** Begin Data entries **
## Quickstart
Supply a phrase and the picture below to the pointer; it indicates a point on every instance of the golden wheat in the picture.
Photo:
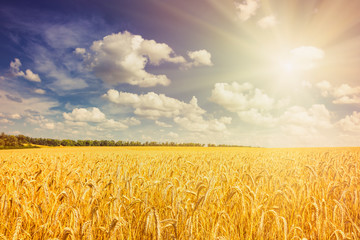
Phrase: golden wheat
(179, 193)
** End Data entries **
** Begin Data entries **
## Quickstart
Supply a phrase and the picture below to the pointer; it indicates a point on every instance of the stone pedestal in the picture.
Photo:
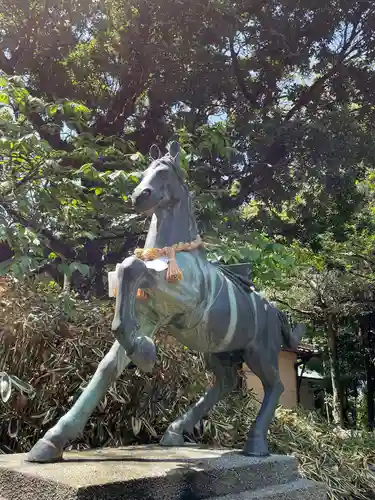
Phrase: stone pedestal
** End Data entries **
** Begin Data entries **
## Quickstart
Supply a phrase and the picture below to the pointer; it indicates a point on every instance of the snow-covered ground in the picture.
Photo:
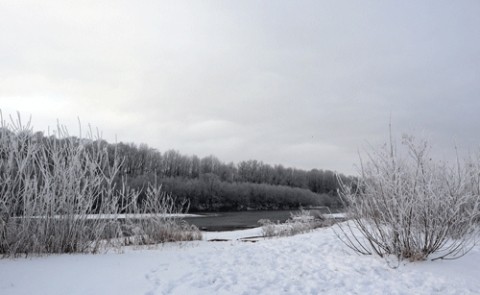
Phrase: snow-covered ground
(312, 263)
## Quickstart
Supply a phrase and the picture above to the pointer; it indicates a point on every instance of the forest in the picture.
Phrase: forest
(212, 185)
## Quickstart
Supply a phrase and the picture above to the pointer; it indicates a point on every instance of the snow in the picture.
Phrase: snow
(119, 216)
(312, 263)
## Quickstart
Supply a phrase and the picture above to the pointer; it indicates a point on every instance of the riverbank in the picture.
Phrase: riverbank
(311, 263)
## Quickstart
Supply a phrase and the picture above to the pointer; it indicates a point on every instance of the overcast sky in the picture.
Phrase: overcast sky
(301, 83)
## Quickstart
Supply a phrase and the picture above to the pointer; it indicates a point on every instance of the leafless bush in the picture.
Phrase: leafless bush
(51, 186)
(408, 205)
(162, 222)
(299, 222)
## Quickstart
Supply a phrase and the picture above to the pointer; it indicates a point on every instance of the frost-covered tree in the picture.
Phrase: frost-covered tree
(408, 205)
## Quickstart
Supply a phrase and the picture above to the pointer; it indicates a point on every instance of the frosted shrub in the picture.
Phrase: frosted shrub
** End Data entries **
Return every line in the records above that contains the word "snow".

**Response:**
Supply a phrase and the picture below to the pointer; it indicates a point on every instance of the snow-covered ground in the picture.
Phrase: snow-covered ground
Supply a phrase and the picture above to the pointer; it indicates a point on every instance of the snow in the picture.
Phrase: snow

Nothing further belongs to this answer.